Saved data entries
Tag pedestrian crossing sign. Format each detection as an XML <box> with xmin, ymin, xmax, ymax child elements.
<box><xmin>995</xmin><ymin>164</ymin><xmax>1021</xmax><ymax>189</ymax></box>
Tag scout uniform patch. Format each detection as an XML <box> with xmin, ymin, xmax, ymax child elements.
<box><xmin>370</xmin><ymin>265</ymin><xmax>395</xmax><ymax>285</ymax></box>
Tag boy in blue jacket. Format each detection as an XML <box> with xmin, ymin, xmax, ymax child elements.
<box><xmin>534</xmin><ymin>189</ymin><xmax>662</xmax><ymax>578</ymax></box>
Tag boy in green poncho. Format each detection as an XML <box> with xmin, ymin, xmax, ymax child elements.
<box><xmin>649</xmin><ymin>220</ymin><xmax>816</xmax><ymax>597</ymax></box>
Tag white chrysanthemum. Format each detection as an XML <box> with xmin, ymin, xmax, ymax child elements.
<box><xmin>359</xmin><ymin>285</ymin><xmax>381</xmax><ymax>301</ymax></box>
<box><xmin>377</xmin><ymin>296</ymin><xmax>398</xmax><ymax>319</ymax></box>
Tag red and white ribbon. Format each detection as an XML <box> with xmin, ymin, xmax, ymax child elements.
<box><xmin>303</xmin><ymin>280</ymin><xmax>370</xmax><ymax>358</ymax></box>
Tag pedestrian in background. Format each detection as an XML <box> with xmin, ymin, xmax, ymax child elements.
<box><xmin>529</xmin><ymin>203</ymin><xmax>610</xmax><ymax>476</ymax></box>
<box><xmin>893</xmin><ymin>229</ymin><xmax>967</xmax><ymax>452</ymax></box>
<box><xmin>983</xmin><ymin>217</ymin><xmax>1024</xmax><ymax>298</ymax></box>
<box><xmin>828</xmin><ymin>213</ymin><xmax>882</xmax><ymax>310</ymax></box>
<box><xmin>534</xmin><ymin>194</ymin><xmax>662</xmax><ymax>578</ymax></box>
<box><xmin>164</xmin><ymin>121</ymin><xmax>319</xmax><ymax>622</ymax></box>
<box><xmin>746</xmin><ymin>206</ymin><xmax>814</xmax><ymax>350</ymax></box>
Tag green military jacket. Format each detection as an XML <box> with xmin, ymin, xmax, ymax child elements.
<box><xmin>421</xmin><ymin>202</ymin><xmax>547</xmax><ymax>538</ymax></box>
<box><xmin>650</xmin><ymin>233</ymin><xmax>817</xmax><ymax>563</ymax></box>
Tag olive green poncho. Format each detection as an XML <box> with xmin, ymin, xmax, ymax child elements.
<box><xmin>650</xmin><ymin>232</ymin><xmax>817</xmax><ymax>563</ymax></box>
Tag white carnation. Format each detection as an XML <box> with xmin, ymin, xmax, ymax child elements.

§ SHORT TASK: Please pick out every line of the rows above that contains the string "green" and copy those lines.

§ RESPONSE BELOW:
Tag boy in green poncho. Format each detection as an XML <box> with xmin, ymin, xmax, ymax child elements.
Tag green military jacket. Format each detection as an XML <box> with xmin, ymin, xmax, ymax child elements.
Tag olive green poncho. Format each detection as an XML <box> with xmin, ymin, xmax, ymax child elements.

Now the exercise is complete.